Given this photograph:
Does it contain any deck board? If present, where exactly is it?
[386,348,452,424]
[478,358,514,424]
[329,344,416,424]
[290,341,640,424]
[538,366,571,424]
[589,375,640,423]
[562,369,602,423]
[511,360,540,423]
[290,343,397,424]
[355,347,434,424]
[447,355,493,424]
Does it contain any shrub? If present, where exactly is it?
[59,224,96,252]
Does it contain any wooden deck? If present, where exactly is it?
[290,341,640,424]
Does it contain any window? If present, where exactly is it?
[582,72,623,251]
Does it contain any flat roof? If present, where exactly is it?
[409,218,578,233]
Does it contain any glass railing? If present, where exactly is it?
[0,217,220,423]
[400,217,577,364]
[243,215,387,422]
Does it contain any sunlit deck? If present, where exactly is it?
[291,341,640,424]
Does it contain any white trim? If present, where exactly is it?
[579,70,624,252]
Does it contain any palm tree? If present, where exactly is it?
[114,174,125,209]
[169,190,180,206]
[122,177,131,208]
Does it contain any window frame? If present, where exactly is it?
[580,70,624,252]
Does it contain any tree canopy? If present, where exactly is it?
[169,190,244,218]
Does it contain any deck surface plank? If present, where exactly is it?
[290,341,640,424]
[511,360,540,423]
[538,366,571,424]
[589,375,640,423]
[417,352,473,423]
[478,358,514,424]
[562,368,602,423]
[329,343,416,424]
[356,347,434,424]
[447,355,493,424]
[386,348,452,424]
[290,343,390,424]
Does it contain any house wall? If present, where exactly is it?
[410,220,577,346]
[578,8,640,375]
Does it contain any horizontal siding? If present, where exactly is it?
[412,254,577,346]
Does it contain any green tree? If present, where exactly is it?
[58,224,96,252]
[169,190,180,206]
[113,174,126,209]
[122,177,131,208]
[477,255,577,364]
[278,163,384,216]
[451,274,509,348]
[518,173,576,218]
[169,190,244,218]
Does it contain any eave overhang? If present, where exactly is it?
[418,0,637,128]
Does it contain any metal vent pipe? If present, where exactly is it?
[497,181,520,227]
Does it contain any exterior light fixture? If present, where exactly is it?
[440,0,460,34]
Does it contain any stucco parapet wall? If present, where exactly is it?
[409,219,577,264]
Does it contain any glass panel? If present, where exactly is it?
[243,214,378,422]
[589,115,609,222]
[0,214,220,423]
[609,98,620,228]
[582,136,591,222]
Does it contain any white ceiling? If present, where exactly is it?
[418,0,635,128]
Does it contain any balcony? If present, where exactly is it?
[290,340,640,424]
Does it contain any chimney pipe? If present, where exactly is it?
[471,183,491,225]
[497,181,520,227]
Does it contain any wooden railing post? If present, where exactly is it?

※ ※ ※

*What is needed*
Rewrite the stretch of material from the line containing "Does it contain any horizontal" through the line containing "[418,0,637,128]", including both, and copy each request line unchanged. In every bounding box, shift each coordinate up by 95.

*Task output*
Does it contain any horizontal siding? If present, where exactly is it?
[507,349,672,441]
Does it contain any green tree? If present, where exactly is it?
[153,319,191,347]
[264,285,275,301]
[208,269,221,304]
[217,272,226,303]
[572,350,672,459]
[373,258,479,311]
[546,369,604,443]
[613,268,671,313]
[264,285,339,313]
Does it contain any eave overhang? If present, where exactly is it?
[513,95,732,223]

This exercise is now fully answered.